* Task statement *
Please set down the whole listing again, precisely.

* Provided entries *
....

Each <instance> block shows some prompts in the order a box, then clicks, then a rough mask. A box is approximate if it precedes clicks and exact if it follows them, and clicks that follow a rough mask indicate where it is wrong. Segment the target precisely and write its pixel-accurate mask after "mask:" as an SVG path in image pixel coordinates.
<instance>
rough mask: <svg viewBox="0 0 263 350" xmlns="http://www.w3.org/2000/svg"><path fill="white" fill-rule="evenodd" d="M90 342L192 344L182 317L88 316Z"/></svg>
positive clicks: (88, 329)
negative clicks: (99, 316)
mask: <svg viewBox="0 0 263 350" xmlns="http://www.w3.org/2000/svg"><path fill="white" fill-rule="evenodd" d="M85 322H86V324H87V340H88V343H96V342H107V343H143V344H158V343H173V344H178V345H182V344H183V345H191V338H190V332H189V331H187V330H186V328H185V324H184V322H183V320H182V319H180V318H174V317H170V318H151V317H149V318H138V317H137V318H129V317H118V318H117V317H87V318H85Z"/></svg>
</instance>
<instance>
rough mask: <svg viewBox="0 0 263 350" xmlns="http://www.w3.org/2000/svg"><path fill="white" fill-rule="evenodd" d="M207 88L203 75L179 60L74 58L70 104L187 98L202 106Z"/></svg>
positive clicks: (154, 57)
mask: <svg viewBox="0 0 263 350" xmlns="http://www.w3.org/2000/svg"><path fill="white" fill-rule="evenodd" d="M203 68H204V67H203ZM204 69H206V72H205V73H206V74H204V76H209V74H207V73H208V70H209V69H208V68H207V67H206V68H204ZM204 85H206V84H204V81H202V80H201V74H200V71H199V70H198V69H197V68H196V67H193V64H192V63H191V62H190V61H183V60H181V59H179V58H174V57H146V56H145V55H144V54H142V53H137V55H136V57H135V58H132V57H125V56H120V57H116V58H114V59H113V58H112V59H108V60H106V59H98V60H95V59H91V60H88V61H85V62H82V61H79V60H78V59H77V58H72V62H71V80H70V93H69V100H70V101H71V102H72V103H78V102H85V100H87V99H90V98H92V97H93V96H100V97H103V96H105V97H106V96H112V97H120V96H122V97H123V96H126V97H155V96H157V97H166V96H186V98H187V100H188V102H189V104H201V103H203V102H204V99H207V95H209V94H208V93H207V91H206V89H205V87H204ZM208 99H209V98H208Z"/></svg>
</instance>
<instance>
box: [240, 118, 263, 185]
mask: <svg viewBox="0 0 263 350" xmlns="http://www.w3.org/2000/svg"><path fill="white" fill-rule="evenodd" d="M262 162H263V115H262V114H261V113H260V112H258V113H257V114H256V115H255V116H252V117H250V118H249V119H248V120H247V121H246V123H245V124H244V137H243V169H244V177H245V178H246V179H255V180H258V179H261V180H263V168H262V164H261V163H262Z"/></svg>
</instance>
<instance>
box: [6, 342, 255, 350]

....

* Expected answer *
Each <instance> block shows some prompts in the order a box, then clicks, then a rough mask. A box is approximate if it precedes clicks and exact if it follows them, and clicks that follow a rough mask indicate where it is wrong. Segment the target precisely and write its pixel-accurate mask after "mask:" as an SVG path in image pixel coordinates.
<instance>
rough mask: <svg viewBox="0 0 263 350" xmlns="http://www.w3.org/2000/svg"><path fill="white" fill-rule="evenodd" d="M90 342L192 344L182 317L88 316Z"/></svg>
positive clicks: (88, 329)
negative clicks: (99, 316)
mask: <svg viewBox="0 0 263 350" xmlns="http://www.w3.org/2000/svg"><path fill="white" fill-rule="evenodd" d="M85 322H86V324H87V340H88V343H96V342H107V343H143V344H158V343H173V344H178V345H182V344H183V345H191V338H190V332H189V331H187V330H186V328H185V324H184V322H183V320H182V319H180V318H174V317H170V318H151V317H149V318H138V317H137V318H129V317H118V318H117V317H87V318H85Z"/></svg>
</instance>
<instance>
rough mask: <svg viewBox="0 0 263 350" xmlns="http://www.w3.org/2000/svg"><path fill="white" fill-rule="evenodd" d="M207 88L203 75L179 60L74 58L70 104L187 98L202 106Z"/></svg>
positive clicks: (154, 57)
mask: <svg viewBox="0 0 263 350" xmlns="http://www.w3.org/2000/svg"><path fill="white" fill-rule="evenodd" d="M203 68H204V67H203ZM204 69H206V72H205V73H206V74H204V76H209V74H207V73H208V70H209V69H208V68H207V67H206V68H204ZM204 85H206V84H204V81H202V80H201V74H200V71H199V70H198V69H197V68H196V67H193V64H192V63H191V62H190V61H183V60H181V59H179V58H174V57H146V56H145V55H144V54H142V53H137V55H136V57H135V58H132V57H125V56H120V57H116V58H114V59H113V58H112V59H108V60H106V59H98V60H95V59H91V60H88V61H85V62H82V61H79V60H78V59H77V58H72V62H71V80H70V93H69V100H70V101H71V102H72V103H78V102H85V100H87V99H90V98H92V97H93V96H100V97H103V96H105V97H106V96H112V97H120V96H122V97H123V96H126V97H155V96H157V97H166V96H186V98H187V100H188V102H189V104H201V103H203V102H204V99H207V95H209V94H208V93H207V91H206V89H205V87H204ZM208 99H209V98H208Z"/></svg>
</instance>
<instance>
box: [240, 118, 263, 185]
mask: <svg viewBox="0 0 263 350" xmlns="http://www.w3.org/2000/svg"><path fill="white" fill-rule="evenodd" d="M262 162H263V115H262V114H261V113H260V112H258V113H257V114H256V115H255V116H252V117H250V118H249V119H248V120H247V121H246V123H245V124H244V137H243V169H244V177H245V178H246V179H255V180H258V179H261V180H263V168H262V164H261V163H262Z"/></svg>
</instance>
<instance>
box: [6, 342, 255, 350]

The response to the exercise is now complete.